- [Exercise details] Extract all records. Keep each one exact.

── Input ──

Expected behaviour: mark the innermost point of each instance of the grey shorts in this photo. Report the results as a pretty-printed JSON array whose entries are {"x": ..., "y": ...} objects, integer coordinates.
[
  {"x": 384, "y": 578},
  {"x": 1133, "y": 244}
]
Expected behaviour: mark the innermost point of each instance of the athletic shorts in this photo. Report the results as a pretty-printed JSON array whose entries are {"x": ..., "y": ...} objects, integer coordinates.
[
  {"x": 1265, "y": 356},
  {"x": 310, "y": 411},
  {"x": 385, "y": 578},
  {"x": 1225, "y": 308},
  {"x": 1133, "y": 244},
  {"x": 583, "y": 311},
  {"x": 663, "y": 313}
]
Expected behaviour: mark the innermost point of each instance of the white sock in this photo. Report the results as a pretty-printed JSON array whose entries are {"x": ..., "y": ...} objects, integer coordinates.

───

- [Task output]
Expected behaviour: mark the innermost point of each instance of the grey shorts in this photo. Report the results as a pretty-printed JSON array whose entries are {"x": ..., "y": ...} objects, integer coordinates.
[
  {"x": 384, "y": 578},
  {"x": 1133, "y": 244}
]
Expected behaviour: mark the innermost point of each instance of the athletic shorts in this photo. Report the results as a pretty-printed JSON array whose entries are {"x": ..., "y": ...} objects, integer coordinates.
[
  {"x": 1265, "y": 356},
  {"x": 310, "y": 411},
  {"x": 385, "y": 578},
  {"x": 1225, "y": 308},
  {"x": 1133, "y": 244},
  {"x": 583, "y": 311},
  {"x": 663, "y": 313}
]
Expected behaviour: mark the innermost point of each instance of the white sock in this photo. Report the results as a pretty-printed JSON array whose entries are {"x": ..., "y": ...} objects, integer coordinates.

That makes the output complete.